##### PASSAGE TO READ

I managed to set up this conclusive example:
#include <iostream>
using namespace std;
int main(){
const int i = 1;
int *p=const_cast<int *>(&i);
*p = 2;
cout << i << endl;
cout << *p << endl;
cout << &i << endl;
cout << p << endl;
return 0;
}
which, under gcc 4.7.2 gives:
1
2
0x7fffa9b7ddf4
0x7fffa9b7ddf4
So, it is like you have the same memory address as it is holding two different values.
The most probable explanation is that the compiler simply replaces constant values with their literal values.
You are doing a const_cast using the C-like cast operator.
Using const_cast is not guaranteeing any behaviour.
if ever you do it, it might work or it might not work.
(It's not good practice to use C-like operators in C++ you know)
Yes you can, but only if you initiate a const as a read-only but not compile-time const, as follows:
int y=1;
const int i= y;
(int&)i= 2;
cout << i << endl; // prints 2
C++ const keyword can be missleading, it's either a const or a read-only.
I was asked how can a value of a const variable can be changed.
My my obvious answer was "pointers!" but I tried the next piece of code and I'm puzzled...
int main()
{
const int x = 5;
int *ptr = (int *)(&x); // "Cast away" the const-ness..

##########
##### SUPPLIED MATERIAL

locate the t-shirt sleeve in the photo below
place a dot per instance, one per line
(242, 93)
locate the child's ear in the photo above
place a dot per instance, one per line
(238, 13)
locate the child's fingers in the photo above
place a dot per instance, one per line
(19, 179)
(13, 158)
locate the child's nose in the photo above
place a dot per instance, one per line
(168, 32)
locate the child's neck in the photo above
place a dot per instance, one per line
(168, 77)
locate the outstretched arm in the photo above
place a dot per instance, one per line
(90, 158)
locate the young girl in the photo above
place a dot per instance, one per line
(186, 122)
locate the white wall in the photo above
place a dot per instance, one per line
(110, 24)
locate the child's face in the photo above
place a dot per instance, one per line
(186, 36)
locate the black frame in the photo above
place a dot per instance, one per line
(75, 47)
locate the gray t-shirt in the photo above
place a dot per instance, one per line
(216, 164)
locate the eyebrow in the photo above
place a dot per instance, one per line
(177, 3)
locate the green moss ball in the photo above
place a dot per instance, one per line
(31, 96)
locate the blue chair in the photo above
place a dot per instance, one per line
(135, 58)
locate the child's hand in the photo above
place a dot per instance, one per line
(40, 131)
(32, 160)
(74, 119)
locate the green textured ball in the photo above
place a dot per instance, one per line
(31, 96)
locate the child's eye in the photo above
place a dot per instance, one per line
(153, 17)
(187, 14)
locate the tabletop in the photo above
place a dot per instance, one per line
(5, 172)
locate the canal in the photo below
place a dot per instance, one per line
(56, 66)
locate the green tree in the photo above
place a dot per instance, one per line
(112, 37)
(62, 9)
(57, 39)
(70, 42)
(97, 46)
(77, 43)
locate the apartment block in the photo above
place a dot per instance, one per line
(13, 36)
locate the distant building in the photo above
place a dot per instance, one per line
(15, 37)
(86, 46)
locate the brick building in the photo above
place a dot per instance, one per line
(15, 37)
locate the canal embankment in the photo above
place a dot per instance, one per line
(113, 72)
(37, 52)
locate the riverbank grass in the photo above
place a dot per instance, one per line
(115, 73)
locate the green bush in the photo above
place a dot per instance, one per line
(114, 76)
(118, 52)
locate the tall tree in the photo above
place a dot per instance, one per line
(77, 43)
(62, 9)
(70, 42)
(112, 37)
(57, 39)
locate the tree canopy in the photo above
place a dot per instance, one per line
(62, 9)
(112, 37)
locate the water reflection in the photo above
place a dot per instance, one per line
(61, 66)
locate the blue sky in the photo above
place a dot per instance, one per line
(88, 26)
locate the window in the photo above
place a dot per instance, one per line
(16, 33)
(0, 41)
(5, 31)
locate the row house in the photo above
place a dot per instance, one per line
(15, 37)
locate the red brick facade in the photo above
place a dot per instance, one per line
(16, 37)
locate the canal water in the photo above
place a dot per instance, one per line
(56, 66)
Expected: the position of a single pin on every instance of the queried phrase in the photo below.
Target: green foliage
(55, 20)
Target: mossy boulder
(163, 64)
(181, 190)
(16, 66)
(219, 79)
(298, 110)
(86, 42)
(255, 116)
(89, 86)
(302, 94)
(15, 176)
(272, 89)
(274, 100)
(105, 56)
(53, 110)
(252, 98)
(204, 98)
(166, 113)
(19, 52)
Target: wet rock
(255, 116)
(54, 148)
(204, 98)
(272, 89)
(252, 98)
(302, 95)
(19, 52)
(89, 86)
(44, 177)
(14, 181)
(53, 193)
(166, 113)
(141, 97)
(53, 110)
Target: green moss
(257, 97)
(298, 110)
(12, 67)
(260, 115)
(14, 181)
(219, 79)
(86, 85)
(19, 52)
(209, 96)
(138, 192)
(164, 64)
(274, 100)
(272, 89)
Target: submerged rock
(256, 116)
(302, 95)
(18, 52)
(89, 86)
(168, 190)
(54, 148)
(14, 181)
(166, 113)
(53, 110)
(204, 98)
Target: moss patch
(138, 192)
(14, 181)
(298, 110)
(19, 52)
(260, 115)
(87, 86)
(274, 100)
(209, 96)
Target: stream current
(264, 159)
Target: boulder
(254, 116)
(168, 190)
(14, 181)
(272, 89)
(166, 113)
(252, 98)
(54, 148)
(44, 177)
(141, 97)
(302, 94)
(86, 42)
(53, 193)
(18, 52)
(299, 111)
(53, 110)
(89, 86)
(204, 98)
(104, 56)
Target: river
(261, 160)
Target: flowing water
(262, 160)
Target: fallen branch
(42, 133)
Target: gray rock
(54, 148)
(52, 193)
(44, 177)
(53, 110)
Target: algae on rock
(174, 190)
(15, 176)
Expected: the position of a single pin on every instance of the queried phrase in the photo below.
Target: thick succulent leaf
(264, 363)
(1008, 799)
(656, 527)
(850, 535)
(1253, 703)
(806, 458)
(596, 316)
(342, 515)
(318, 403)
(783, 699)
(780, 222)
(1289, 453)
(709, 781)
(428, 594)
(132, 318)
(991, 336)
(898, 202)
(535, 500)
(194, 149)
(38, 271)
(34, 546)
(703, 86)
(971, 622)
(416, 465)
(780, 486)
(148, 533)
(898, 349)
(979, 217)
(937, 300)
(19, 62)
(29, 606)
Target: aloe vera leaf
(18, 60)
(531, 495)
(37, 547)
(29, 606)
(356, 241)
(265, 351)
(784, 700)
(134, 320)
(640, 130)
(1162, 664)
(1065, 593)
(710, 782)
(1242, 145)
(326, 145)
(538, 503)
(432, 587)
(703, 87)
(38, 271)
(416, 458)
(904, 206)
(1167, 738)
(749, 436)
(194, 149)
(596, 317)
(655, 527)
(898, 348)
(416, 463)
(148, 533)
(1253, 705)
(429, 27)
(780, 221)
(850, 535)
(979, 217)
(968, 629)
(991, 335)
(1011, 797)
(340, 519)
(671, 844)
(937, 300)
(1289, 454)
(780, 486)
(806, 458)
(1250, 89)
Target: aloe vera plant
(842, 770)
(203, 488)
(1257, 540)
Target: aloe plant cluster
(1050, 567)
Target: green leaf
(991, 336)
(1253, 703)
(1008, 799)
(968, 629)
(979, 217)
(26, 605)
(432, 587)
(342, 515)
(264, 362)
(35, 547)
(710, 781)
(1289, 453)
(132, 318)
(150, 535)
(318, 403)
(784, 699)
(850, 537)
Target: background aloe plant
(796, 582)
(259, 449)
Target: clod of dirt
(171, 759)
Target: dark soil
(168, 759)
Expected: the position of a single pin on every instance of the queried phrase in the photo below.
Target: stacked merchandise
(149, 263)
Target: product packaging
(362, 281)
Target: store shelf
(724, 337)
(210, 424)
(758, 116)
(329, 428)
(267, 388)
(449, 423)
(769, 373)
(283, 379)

##########

Continue the C++ const-variable discussion from the point where it stops.

cout << "Value at " << ptr << ":"<< (*ptr) <<endl;
*ptr = 6;
cout << "Now the value of "<< ptr << " is: " << (*ptr) <<endl;
cout << "But the value of x is still " << x <<endl;
return 0;
}
And the output was:
Value at <some address> :5
Now the value of <same address> is: 6
But the value of x is still 5
Now, I'm not sure exactly what is returned from '&x' but it's definitely not the actual address of x, since the value at x wasn't changed!
But on the over hand, ptr did contain the value of x at the beginning!
So, what is it exactly?
EDIT compiled with VS2010
Your program invokes undefined behavior (writing to a const variable through a pointer is undefined behavior), so anything might happen. That being said here's the most likely explanation why you get the behavior you see on your particular implementation:
When you do &x, you do get the address of x. When you do *ptr = 6, you do write 6 to x's memory location. However when you do cout << x, you don't actually read from x's memory location because your compiler optimized the code by replacing x with 5 here. Since x is const the compiler is allowed to do that since there is no legal C++ program in which doing so would change the program's behavior.
Compiler caches x in a register, so the value in memory changes, but the last print-out is still the same. Check out generated assembly (compile with -s).
First of all, this behavior is undefined. That said, here's what's probably going on:
When you do this:
int *ptr = (int *)(&x);
The 5 is stored at some address at somewhere. That's why the pointer seems to work properly. (although casting away the const is still undefined behavior)
However, due to compiler optimizations x = 5 is just inlined as a literal in the final print statement. The compiler thinks it's safe because x is declared const.
cout << "But the value of x is still " << x <<endl;
That's why you print out the original value 5.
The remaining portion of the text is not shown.